03 DE ABRIL DE 2017 12:10 AM
Hace una semana, con la infamante sentencia 155 de su TSJ,
Nicolás Maduro despojó al régimen del último velo que le quedaba y mostró, ya
sin pudor, lo que la fallida revolución chavista nunca ha dejado de ser, una
dictadura en ininterrumpido proceso de desarrollo y descomposición.
El 12 de noviembre de 2004, en Fuerte Tiuna, Hugo Chávez se
lo había anticipado a los principales funcionarios del régimen, muchos de los
cuales le exigían acelerar la marcha de la revolución hacia el socialismo: “¿Es
el comunismo la alternativa? ¡No! No está planteado eliminar la propiedad
privada, el planteamiento comunista, no. Hasta ahí no llegamos. Nadie sabe lo
que ocurrirá en el futuro, pero en este momento sería una locura. Quienes lo plantearon
no es que estén locos, no. No es el momento”.

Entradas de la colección

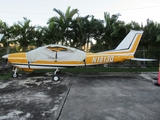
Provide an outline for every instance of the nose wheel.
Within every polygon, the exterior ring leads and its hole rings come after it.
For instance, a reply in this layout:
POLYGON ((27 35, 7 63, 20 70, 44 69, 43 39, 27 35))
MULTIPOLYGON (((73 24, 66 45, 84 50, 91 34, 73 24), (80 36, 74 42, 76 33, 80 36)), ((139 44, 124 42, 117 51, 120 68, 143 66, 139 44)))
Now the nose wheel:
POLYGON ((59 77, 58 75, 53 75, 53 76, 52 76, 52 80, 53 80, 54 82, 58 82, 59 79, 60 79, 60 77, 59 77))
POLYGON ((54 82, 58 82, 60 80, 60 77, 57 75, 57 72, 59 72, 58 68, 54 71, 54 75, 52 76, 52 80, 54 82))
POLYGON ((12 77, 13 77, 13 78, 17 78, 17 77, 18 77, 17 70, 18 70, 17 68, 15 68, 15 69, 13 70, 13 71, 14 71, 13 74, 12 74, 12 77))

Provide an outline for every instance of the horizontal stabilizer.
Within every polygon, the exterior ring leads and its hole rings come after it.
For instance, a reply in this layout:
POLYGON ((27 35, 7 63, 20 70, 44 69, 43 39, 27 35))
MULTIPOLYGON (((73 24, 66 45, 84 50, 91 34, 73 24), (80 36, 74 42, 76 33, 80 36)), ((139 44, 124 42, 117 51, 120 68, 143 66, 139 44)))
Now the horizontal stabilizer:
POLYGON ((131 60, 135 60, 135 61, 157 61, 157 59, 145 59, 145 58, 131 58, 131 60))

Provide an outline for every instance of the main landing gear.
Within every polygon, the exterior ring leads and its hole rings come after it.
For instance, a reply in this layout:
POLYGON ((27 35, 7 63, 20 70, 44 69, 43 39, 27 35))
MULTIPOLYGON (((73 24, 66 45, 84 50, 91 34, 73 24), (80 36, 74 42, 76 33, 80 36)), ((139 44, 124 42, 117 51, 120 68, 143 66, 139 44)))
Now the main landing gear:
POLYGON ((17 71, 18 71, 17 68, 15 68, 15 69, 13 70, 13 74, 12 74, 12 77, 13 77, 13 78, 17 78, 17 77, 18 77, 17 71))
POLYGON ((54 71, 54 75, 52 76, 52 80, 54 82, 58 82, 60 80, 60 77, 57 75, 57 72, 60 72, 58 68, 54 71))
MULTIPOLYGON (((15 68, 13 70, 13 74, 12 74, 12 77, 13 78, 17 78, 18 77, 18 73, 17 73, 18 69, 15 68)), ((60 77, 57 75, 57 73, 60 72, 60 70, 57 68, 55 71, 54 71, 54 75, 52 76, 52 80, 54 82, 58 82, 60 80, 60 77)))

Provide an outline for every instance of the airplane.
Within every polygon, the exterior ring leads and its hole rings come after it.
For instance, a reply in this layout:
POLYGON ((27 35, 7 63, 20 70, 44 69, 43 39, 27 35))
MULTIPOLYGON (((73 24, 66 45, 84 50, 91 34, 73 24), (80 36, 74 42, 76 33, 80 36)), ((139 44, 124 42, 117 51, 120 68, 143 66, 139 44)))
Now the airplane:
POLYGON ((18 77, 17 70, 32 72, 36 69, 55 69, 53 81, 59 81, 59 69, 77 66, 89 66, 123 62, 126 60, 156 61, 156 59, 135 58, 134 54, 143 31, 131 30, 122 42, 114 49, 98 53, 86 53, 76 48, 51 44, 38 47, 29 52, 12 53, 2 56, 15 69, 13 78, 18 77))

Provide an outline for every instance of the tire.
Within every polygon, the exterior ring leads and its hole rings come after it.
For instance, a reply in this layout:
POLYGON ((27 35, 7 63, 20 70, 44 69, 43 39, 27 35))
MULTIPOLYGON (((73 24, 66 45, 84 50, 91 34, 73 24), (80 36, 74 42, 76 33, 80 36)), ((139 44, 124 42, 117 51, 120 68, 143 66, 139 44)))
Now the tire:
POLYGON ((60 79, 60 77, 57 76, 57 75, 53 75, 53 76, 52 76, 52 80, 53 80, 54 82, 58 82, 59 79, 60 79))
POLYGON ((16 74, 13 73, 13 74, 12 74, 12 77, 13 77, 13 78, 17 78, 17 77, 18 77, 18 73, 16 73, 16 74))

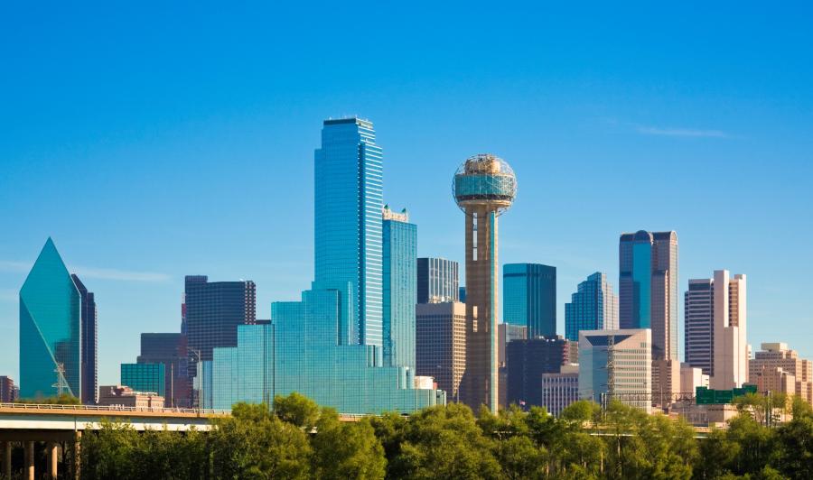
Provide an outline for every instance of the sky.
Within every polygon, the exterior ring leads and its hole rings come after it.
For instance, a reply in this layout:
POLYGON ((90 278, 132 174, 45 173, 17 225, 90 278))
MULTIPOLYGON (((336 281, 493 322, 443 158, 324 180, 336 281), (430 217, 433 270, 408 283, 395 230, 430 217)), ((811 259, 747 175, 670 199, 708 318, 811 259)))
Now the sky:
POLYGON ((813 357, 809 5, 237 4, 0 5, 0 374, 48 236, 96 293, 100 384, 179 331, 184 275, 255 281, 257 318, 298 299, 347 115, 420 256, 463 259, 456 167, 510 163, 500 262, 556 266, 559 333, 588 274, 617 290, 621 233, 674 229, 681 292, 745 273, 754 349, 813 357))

» **TAREA A**
Enumera todos los nombres de personas y de lugares que aparecen en el texto sobre el régimen chavista.
» **TAREA B**
Prolonga el texto sobre el régimen chavista a partir de la cita de Hugo Chávez con la que termina.
Las filas no hacen falta para resolver estas tareas.

» **RESPUESTA A**
Nicolás Maduro, Hugo Chávez, Fuerte Tiuna

» **RESPUESTA B**
Dos años después, con su fácil victoria electoral sobre un
sumiso Manuel Rosales, Chávez creyó que al fin había llegado ese momento, que
la derrota opositora creaba las condiciones objetivas y subjetivas necesarias
para dar ese gran salto adelante y se puso inmediato a la tarea de hacer
realidad su proyecto de construir, a muy corto plazo, la futura República
Comunal de Venezuela.
Adaptar a Venezuela en pleno siglo XXI la Revolución
cultural china constituía una absurda y desafortunada ilusión, cuya verdadera
finalidad era promover la presidencia vitalicia de Chávez, el anacrónico
montaje de una estructura política de partido único y la cocción de un mejunje
que incluía condimentos tan incendiarios como el trabajo voluntario, la
educación como herramienta de ideologización guevarista, la conversión de los
ciudadanos en hombres y mujeres sin pensamiento crítico y la inseguridad
personal como política de Estado. Todo ello bajo la amenaza, si no de abolir por
completo la propiedad privada, al menos la decisión de limitarla y
condicionarla.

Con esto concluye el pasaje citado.